══ Input

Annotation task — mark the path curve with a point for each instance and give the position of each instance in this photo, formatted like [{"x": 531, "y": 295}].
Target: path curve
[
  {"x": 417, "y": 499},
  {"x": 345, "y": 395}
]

════

Task statement: Retype the entries exactly; leave nothing out.

Solution for this task:
Annotation task — mark the path curve with a point for each instance and give the position of each instance in this photo, formatted like [{"x": 531, "y": 295}].
Target: path curve
[
  {"x": 417, "y": 499},
  {"x": 345, "y": 395}
]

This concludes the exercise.